Update the entries below, from the line containing "scan for stainless steel dishwasher" through the line containing "217,91 -> 284,162", inclusive, so that "Output" becomes "Result" throughout and everything else remains unchanged. Reproduce only those lines, and leave the pictures out of your answer.
>> start
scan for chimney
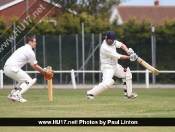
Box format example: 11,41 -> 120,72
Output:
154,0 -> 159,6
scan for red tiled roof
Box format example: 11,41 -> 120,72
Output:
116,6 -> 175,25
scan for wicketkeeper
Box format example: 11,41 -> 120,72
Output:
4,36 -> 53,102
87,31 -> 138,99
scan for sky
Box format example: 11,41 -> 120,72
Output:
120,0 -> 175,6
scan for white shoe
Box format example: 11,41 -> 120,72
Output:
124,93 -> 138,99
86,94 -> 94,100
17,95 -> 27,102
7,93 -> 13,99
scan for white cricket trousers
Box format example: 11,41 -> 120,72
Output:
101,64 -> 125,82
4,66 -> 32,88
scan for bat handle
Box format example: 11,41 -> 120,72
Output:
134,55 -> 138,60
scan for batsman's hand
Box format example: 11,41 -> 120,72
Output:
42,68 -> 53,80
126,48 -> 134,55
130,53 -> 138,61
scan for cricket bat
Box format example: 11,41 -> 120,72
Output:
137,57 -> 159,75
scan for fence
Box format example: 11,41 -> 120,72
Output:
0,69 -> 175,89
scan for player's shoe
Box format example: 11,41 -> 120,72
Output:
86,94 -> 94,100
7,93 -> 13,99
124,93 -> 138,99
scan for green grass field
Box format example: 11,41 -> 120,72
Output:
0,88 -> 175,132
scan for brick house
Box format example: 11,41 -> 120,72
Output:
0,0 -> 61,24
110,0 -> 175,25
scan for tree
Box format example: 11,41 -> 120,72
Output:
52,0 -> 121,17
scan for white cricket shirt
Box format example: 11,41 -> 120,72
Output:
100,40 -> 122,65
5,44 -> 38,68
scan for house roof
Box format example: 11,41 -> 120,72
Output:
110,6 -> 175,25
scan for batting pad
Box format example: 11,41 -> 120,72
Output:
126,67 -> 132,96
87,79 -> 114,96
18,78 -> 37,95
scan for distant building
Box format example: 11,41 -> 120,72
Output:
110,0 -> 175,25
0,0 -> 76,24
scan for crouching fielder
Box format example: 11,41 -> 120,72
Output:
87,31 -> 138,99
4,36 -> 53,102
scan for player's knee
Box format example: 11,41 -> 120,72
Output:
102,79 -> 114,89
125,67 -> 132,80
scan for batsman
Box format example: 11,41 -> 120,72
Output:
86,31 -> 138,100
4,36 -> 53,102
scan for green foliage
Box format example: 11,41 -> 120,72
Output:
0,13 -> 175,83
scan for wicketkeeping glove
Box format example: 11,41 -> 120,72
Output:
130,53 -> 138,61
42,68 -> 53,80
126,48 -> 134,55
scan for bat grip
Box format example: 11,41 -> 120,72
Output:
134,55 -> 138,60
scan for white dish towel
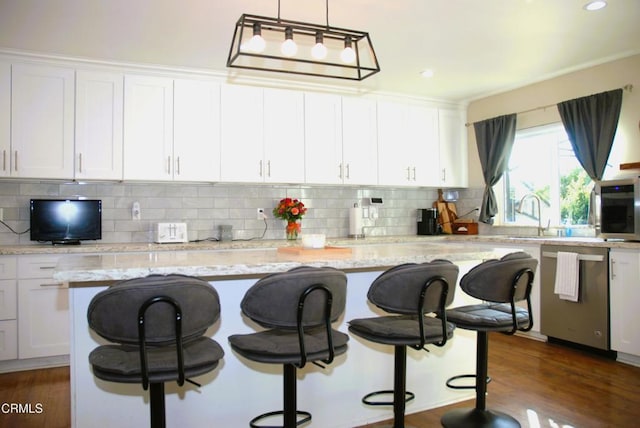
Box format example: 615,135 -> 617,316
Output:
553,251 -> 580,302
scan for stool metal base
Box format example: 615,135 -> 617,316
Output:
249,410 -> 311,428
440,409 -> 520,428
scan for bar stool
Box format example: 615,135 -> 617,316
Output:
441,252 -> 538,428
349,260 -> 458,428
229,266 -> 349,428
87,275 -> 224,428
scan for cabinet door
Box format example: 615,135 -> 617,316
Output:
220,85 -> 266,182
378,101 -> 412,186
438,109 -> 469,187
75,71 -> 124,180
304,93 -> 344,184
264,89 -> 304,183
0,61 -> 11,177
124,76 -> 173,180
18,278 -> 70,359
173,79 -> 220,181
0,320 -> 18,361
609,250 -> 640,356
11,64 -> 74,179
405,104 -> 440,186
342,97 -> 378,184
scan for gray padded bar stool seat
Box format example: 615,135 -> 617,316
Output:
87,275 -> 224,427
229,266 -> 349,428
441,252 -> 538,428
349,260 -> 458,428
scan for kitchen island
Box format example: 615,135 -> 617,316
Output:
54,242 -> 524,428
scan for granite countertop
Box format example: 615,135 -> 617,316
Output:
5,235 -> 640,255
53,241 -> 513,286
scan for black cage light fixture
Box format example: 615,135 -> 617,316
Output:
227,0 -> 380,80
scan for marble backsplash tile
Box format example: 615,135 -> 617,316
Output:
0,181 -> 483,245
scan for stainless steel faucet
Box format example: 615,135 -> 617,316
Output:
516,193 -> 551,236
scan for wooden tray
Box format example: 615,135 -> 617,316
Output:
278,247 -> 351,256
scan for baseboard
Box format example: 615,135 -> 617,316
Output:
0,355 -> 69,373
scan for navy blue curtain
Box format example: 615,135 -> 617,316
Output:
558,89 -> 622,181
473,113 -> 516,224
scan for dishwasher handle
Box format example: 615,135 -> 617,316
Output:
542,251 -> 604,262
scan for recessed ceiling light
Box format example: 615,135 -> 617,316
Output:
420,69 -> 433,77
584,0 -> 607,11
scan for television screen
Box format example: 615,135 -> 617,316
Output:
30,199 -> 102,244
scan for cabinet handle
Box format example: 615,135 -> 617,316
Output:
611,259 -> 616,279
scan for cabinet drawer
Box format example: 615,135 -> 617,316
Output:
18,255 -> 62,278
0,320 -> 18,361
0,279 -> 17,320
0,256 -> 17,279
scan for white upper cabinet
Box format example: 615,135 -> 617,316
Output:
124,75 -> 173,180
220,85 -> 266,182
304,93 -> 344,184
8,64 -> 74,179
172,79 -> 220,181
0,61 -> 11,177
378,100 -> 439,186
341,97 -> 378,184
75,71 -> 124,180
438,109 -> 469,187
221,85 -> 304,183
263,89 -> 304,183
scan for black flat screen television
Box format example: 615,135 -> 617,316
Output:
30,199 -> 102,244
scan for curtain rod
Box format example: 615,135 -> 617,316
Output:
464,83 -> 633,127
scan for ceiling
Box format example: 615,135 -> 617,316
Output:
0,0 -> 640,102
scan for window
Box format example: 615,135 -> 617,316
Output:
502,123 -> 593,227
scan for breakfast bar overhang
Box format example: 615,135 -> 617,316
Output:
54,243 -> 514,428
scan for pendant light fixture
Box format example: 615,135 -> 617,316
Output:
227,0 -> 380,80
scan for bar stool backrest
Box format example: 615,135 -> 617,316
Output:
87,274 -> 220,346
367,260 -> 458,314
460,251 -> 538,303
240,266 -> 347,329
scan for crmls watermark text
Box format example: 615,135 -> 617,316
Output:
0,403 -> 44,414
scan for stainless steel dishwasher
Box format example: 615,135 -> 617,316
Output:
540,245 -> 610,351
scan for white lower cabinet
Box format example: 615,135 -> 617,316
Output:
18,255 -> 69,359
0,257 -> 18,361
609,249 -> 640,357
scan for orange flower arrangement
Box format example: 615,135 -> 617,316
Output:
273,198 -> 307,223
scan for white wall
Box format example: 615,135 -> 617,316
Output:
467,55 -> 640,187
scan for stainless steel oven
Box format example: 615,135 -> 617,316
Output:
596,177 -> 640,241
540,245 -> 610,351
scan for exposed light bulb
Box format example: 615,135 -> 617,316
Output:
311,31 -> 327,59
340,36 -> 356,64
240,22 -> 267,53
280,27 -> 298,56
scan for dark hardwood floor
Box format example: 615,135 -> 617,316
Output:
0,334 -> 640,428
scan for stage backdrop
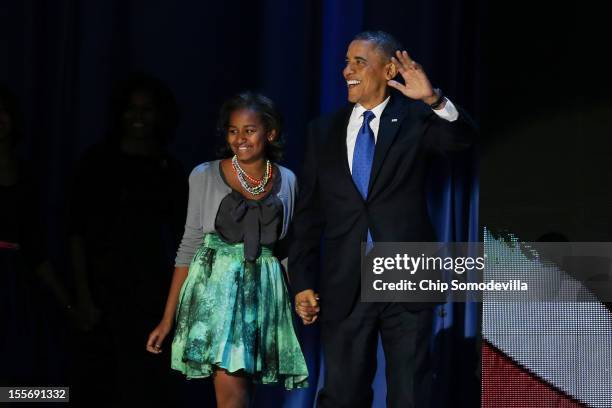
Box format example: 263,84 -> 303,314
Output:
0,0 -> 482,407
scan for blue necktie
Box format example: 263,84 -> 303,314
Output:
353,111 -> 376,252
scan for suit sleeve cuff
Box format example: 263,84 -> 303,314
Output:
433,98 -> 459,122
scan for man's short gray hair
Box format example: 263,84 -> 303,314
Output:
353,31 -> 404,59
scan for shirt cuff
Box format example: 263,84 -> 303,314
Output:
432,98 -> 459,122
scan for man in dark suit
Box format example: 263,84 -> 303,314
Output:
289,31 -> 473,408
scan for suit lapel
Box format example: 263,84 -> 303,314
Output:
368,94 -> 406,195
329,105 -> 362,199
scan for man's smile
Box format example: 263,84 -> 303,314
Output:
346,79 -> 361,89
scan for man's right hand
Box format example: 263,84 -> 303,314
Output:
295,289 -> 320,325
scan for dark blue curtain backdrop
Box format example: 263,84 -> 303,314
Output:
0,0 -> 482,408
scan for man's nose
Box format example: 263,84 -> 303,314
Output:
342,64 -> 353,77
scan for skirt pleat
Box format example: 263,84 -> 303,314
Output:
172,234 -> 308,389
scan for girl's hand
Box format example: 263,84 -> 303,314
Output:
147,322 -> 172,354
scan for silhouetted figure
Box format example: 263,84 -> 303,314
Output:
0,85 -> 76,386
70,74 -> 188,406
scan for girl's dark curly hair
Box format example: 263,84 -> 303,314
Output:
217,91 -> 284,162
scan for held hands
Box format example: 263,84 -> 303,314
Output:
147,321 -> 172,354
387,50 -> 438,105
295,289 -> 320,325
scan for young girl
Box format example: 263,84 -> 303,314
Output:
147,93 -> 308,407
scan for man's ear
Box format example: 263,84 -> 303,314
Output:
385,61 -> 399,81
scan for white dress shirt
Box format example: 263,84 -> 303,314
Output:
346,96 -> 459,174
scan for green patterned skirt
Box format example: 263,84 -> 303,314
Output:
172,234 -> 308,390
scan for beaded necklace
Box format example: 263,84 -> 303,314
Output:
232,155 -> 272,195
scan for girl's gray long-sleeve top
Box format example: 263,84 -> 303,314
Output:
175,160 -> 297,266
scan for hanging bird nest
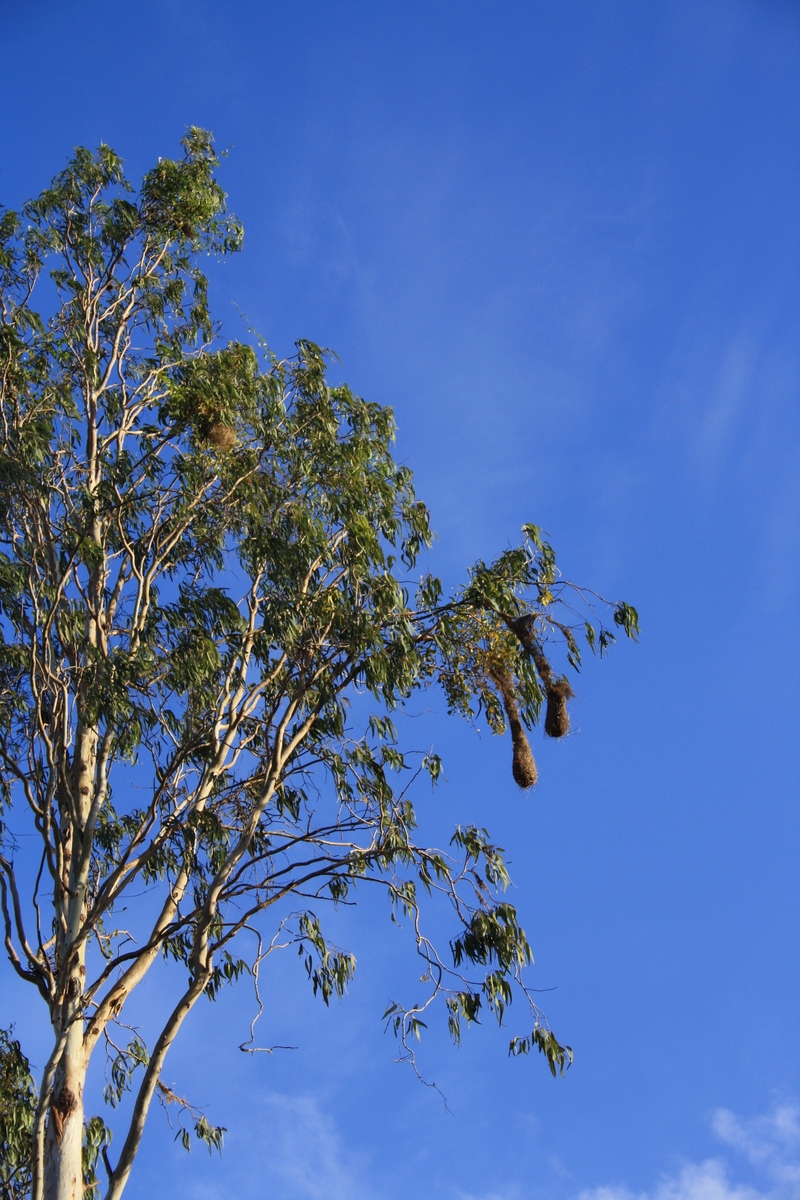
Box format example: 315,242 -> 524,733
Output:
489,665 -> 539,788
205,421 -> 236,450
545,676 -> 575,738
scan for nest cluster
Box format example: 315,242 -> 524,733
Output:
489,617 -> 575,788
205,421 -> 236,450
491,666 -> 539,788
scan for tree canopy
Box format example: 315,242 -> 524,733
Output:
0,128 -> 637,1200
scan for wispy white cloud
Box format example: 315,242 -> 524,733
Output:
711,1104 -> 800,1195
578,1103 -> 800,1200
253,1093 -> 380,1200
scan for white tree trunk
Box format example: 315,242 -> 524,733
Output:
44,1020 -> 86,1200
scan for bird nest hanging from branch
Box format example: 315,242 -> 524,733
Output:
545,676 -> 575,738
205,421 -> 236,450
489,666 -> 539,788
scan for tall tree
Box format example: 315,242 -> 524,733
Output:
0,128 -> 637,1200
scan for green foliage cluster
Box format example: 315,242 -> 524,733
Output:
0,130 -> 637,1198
>> end
[Answer to the task]
scan for stainless steel dishwasher
Box format example: 615,135 -> 617,316
Result:
540,245 -> 610,351
scan for white lower cabinet
Box format example: 615,135 -> 617,316
Result:
18,255 -> 69,359
0,257 -> 18,361
609,249 -> 640,357
scan for orange flower arrangement
Box format example: 615,135 -> 617,316
Result:
273,198 -> 307,223
scan for white wall
Box format example: 615,135 -> 617,316
Result:
467,55 -> 640,187
scan for stainless steel oven
Box format example: 615,135 -> 617,316
Result:
596,177 -> 640,241
540,245 -> 610,351
scan for exposed light bulb
Box format example: 615,135 -> 617,316
Result:
311,31 -> 327,59
340,36 -> 356,64
240,22 -> 267,53
280,27 -> 298,56
scan for dark hardwood floor
Box format example: 615,135 -> 617,316
Result:
0,334 -> 640,428
scan for stage backdrop
Box format example: 263,84 -> 303,314
Result:
0,0 -> 482,407
scan for blue necktie
Box format example: 263,84 -> 303,314
Result:
353,111 -> 376,252
scan for suit sleeve cuff
Box format example: 263,84 -> 303,314
Result:
433,98 -> 459,122
scan for man's short gray hair
Box format example: 263,84 -> 303,314
Result:
353,31 -> 404,59
scan for shirt cuff
Box format example: 263,84 -> 303,314
Result:
432,98 -> 459,122
scan for man in dark suit
Box format example: 263,84 -> 303,314
Result:
289,31 -> 473,408
scan for suit lapel
Box format example: 263,84 -> 303,314
Result:
368,94 -> 406,195
329,105 -> 362,199
scan for man's smile
Box format example: 263,84 -> 303,314
Result:
346,79 -> 361,89
scan for man's right hand
Box format example: 263,84 -> 303,314
Result:
295,289 -> 320,325
scan for dark blue curtain backdrop
Box format example: 263,84 -> 303,314
Result:
0,0 -> 482,408
scan for man's nose
Box format example: 263,84 -> 303,314
Result:
342,64 -> 353,77
scan for skirt pleat
Box format example: 263,84 -> 303,314
Result:
172,234 -> 308,389
scan for girl's hand
Box format example: 263,84 -> 303,314
Result:
147,322 -> 172,354
scan for silhouetted figure
Box format example: 263,84 -> 303,314
Result:
0,85 -> 76,386
70,74 -> 188,406
scan for girl's dark curly hair
Box format example: 263,84 -> 303,314
Result:
217,91 -> 284,162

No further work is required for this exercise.